━━ Records for this task
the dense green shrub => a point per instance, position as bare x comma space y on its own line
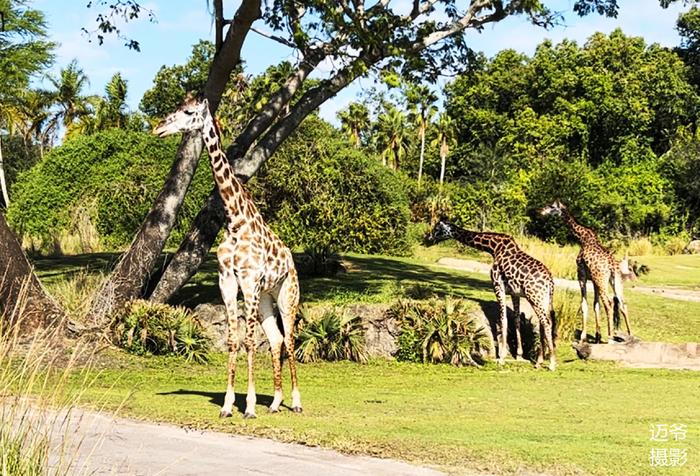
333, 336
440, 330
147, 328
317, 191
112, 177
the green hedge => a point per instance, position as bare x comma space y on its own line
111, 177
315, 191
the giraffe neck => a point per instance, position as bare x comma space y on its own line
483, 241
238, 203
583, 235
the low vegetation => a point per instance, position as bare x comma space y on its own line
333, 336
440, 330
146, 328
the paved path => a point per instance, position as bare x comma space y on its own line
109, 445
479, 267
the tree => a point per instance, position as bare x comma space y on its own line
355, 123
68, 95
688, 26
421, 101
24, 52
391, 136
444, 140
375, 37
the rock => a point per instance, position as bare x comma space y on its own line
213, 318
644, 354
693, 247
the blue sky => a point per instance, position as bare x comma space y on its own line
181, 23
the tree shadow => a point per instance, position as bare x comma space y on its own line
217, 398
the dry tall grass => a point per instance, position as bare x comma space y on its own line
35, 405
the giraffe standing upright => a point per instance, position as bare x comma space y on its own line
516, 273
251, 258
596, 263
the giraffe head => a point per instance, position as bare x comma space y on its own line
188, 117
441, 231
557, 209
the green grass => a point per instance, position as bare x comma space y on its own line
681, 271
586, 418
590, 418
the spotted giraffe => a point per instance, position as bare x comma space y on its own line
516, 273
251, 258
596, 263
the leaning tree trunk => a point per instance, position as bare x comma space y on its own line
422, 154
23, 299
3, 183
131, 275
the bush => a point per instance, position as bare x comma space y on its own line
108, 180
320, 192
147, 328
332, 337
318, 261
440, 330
━━━━
━━ Records for this task
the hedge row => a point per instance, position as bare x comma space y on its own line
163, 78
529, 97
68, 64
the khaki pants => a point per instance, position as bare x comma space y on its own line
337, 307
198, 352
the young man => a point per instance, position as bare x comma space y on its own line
━━━━
Only the lines above from the line with "the hedge row" to the line with "the young man", those two lines included, should be reproduced exactly.

the hedge row => a point per instance, position as bare x comma space y on its own line
163, 78
529, 97
68, 64
the khaki pants => a point per instance, position as bare x comma space y on its own line
337, 307
198, 352
the young man => a point per instance, position as bare x comma space y on its own line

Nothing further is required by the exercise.